Excerpts from a dataset
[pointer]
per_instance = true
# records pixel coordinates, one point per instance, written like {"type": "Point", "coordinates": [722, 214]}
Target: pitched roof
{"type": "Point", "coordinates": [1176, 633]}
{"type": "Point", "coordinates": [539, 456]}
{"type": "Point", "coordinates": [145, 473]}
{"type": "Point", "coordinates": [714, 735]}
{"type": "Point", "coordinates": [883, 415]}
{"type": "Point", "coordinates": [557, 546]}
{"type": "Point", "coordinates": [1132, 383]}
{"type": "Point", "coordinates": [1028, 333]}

**DIRECTIONS FOR THIS TASK**. All of the entries above need to be reproduced exactly.

**RESULT FOR THIS TASK**.
[pointer]
per_instance = true
# records pixel coordinates, one point per instance, written like {"type": "Point", "coordinates": [722, 214]}
Target: pitched roof
{"type": "Point", "coordinates": [1176, 633]}
{"type": "Point", "coordinates": [539, 456]}
{"type": "Point", "coordinates": [145, 473]}
{"type": "Point", "coordinates": [714, 735]}
{"type": "Point", "coordinates": [883, 415]}
{"type": "Point", "coordinates": [557, 546]}
{"type": "Point", "coordinates": [1132, 383]}
{"type": "Point", "coordinates": [1028, 333]}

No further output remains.